**Exercise brief:**
Search the listing for "chiefs" and copy every line where it appears.

**Data for the task:**
* * * *

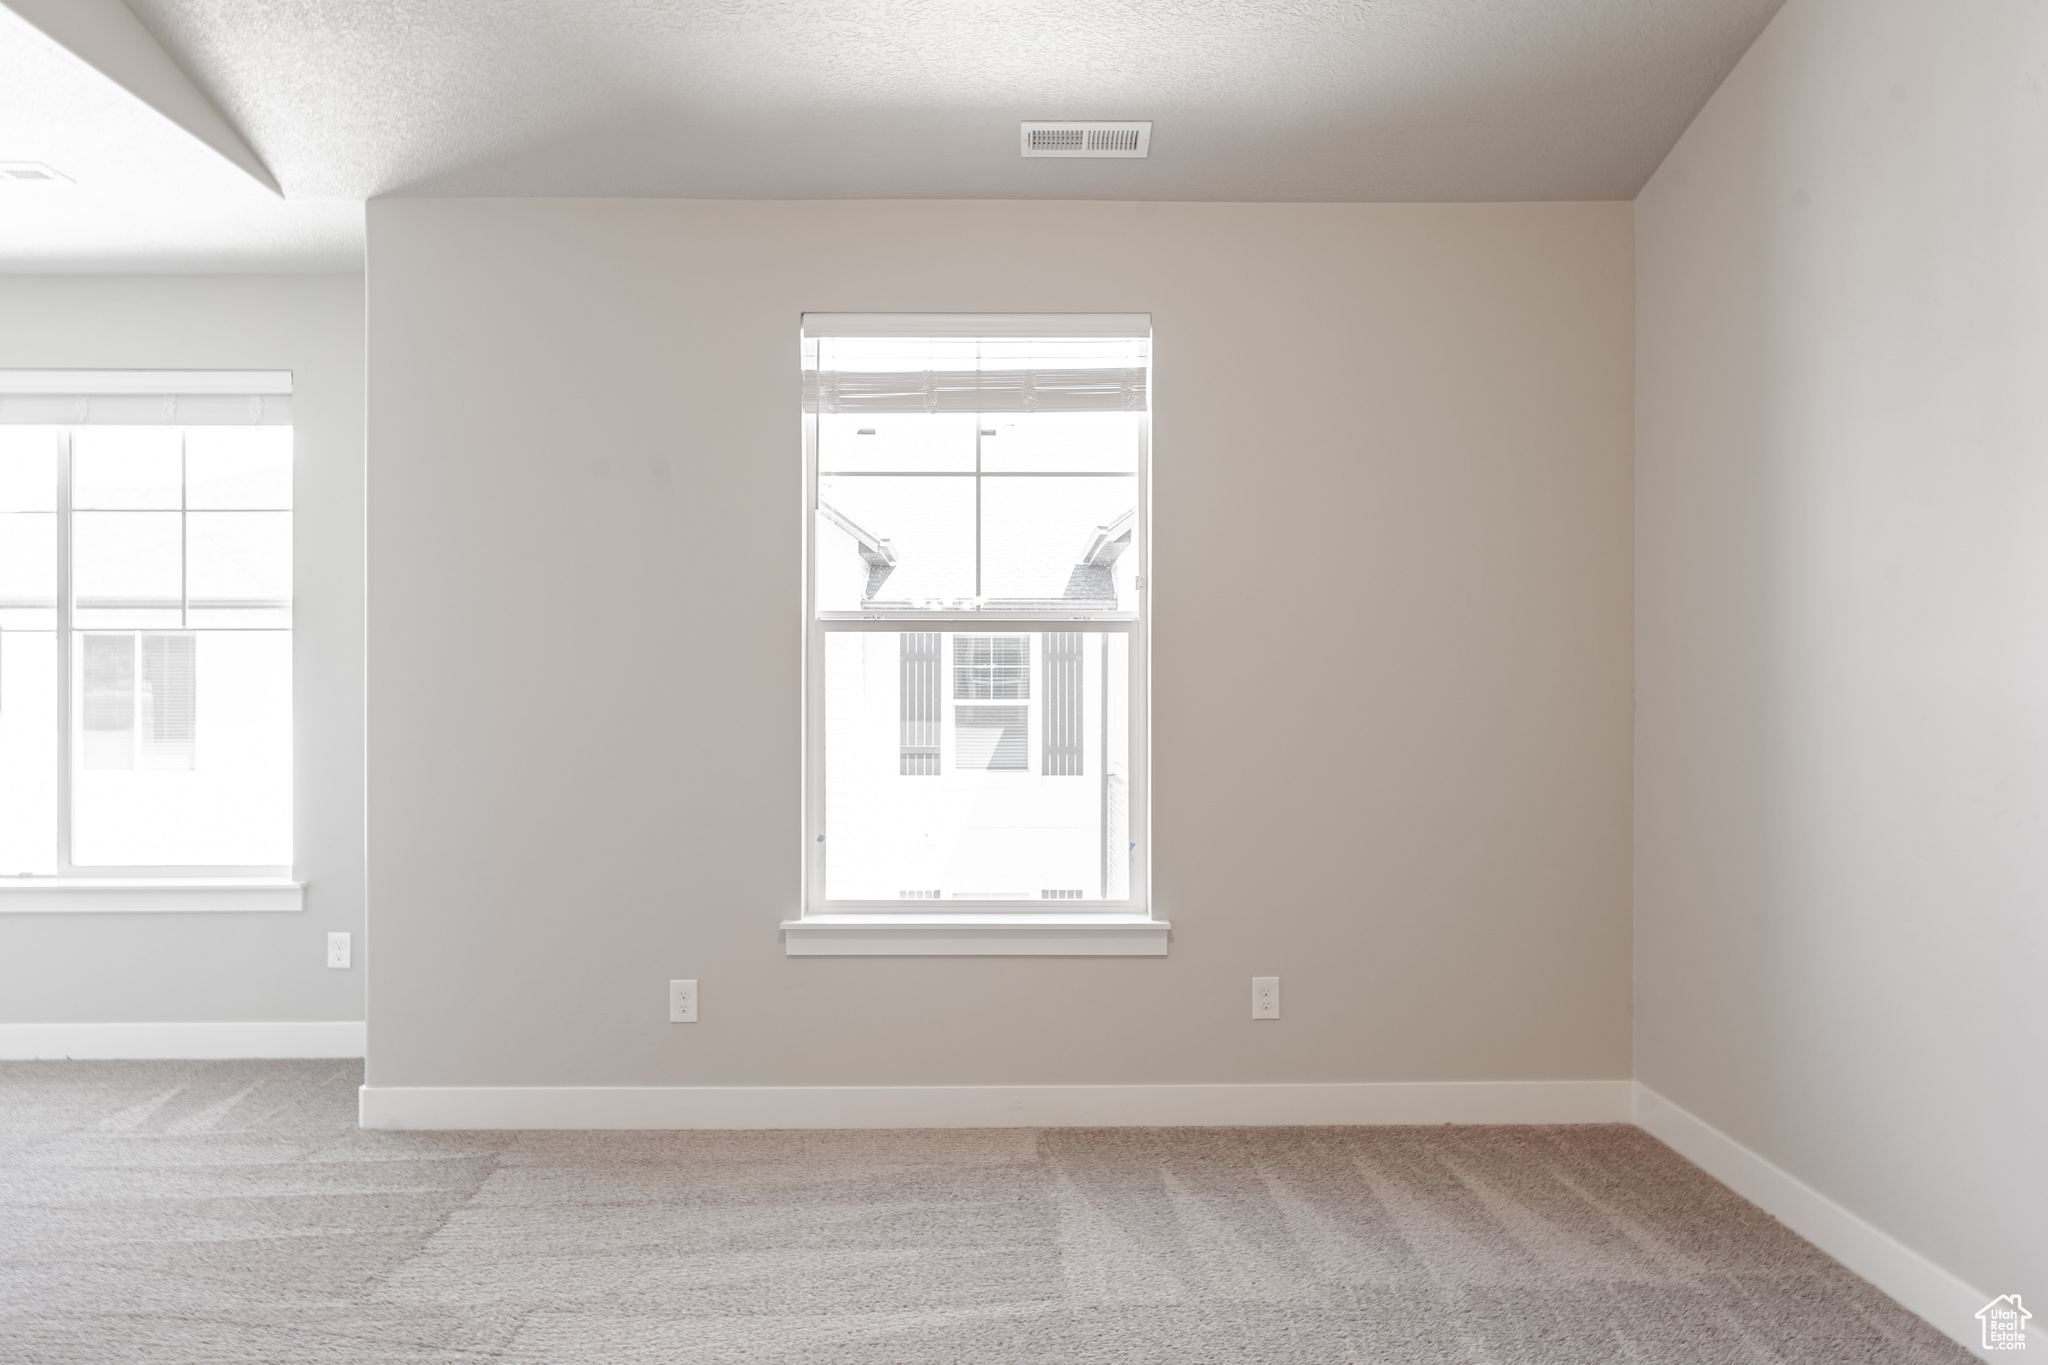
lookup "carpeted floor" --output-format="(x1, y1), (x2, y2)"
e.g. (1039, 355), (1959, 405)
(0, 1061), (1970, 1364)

* * * *

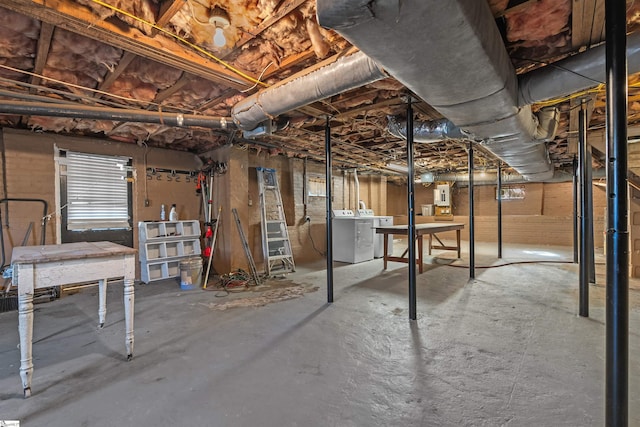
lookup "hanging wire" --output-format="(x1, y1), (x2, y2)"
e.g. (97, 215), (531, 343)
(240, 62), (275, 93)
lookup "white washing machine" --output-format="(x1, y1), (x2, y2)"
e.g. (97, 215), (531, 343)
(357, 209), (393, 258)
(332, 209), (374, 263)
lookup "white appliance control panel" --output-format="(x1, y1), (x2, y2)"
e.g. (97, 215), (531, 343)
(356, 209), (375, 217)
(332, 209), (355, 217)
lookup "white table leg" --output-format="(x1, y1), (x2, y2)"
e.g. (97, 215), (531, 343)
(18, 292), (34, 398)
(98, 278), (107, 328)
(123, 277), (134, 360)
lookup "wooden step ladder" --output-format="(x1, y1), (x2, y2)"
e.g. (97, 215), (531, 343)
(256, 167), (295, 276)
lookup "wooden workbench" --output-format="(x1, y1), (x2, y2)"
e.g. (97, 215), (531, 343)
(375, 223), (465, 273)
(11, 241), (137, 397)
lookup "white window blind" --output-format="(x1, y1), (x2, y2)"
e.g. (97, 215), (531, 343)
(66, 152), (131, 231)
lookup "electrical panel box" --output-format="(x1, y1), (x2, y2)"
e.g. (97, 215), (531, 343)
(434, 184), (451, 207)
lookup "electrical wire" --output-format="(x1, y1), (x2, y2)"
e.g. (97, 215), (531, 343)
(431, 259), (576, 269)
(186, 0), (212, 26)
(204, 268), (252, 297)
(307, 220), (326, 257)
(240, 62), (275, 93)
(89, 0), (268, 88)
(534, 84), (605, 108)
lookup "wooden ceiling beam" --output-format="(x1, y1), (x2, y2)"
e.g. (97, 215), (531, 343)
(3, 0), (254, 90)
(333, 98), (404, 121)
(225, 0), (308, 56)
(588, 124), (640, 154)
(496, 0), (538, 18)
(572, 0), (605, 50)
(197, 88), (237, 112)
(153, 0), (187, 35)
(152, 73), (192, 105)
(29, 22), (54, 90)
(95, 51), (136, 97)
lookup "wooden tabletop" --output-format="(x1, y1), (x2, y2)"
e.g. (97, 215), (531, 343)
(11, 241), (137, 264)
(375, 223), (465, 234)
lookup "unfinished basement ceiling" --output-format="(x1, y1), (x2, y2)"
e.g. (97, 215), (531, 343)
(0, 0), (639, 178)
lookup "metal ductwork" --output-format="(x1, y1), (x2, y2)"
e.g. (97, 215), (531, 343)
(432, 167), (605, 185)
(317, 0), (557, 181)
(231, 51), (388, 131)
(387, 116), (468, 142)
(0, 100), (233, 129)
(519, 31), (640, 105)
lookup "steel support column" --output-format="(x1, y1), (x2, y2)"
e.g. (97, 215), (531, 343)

* * * *

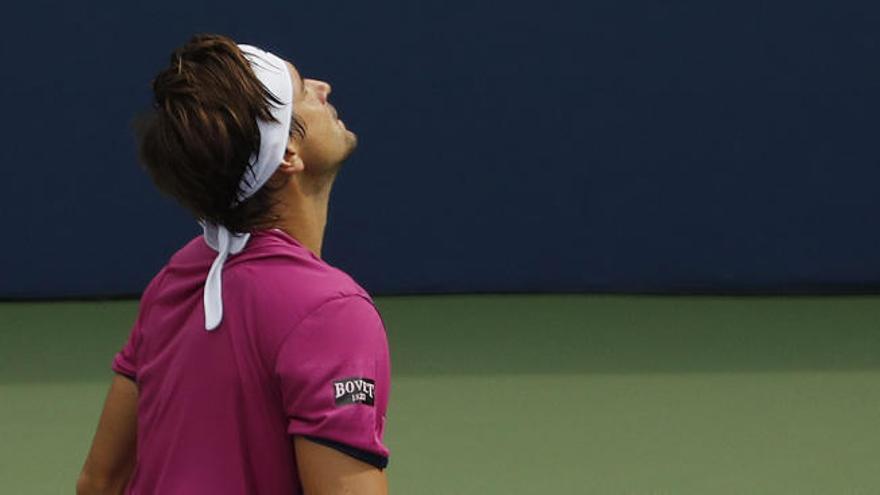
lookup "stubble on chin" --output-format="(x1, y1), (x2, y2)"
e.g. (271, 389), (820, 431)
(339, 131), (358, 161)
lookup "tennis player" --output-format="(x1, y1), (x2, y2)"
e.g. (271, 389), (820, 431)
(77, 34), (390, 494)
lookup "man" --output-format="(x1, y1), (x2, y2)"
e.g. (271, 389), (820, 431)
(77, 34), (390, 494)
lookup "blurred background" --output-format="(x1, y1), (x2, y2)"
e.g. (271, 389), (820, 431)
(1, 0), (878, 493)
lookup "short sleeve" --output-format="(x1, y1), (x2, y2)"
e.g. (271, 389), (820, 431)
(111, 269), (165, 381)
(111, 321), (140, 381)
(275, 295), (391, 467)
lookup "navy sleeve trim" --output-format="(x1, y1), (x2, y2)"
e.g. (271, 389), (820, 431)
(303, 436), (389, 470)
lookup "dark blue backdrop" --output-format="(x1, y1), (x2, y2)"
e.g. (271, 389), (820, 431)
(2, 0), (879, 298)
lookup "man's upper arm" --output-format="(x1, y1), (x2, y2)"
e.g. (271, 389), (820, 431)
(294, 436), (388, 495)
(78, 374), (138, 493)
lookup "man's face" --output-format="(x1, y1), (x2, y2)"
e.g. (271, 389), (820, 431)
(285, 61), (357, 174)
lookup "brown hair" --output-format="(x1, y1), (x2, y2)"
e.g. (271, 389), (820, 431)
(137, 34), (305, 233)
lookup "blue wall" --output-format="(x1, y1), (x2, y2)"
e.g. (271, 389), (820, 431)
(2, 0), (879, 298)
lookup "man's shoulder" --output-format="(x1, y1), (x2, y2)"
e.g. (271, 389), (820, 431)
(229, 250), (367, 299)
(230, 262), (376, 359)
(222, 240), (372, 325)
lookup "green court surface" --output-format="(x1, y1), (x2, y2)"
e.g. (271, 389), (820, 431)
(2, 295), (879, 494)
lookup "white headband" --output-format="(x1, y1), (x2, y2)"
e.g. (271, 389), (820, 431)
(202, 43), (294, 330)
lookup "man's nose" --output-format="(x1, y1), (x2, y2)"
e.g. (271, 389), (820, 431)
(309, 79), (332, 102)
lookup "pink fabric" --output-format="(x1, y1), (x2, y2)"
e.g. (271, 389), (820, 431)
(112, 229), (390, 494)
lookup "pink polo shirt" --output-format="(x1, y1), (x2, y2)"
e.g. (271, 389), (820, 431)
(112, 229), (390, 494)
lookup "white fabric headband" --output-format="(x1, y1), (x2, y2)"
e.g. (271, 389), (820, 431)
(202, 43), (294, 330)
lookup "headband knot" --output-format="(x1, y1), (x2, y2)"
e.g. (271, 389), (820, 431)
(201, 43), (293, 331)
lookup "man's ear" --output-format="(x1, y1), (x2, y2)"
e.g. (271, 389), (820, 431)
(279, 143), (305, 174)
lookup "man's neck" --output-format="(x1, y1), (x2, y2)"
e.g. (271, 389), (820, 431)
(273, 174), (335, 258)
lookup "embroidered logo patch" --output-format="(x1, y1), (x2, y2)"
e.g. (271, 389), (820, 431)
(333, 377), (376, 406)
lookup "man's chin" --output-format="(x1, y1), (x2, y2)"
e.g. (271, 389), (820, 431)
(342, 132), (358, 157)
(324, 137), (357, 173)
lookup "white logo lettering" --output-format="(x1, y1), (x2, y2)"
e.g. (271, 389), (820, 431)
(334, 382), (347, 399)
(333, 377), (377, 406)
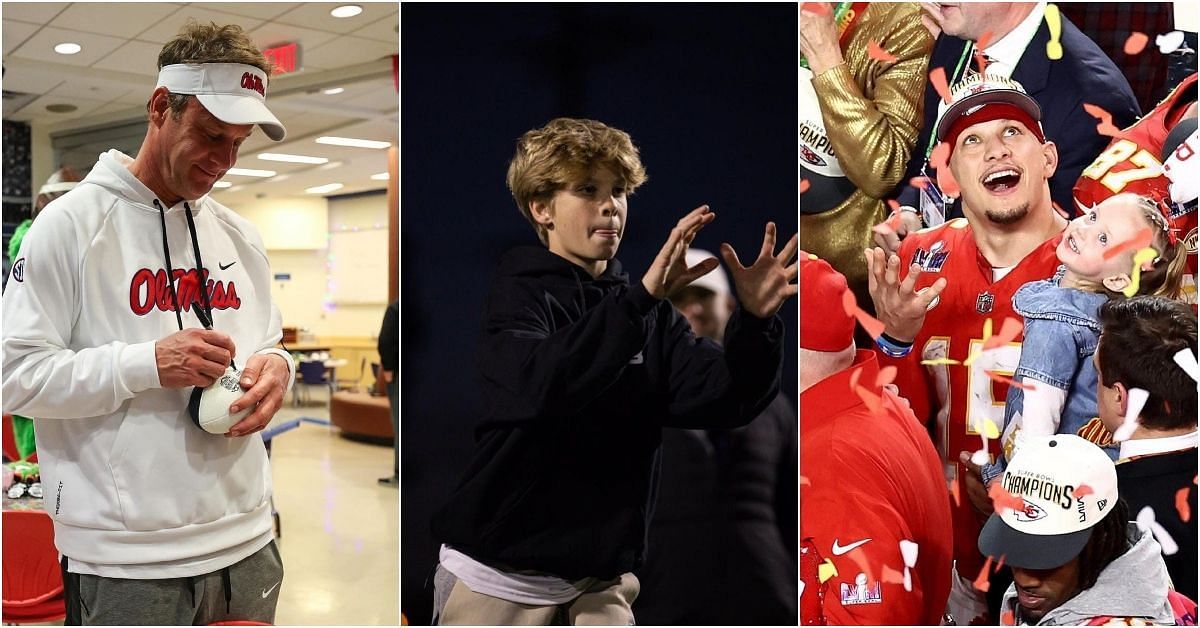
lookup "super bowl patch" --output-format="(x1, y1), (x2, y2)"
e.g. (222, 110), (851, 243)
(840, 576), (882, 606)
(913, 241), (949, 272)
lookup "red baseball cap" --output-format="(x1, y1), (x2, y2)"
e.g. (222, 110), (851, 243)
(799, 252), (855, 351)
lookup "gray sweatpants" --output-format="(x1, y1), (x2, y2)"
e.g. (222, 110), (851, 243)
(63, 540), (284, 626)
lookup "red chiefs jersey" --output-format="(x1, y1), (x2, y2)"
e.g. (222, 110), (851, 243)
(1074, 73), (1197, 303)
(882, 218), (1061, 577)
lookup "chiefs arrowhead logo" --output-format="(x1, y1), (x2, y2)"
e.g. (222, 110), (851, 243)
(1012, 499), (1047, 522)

* * * *

**Exercise result:**
lookup "red chiefs jersey" --output-format="(x1, y1), (x2, y2)"
lookup "chiefs arrowhead logo" --output-format="(x1, y1), (x2, y2)"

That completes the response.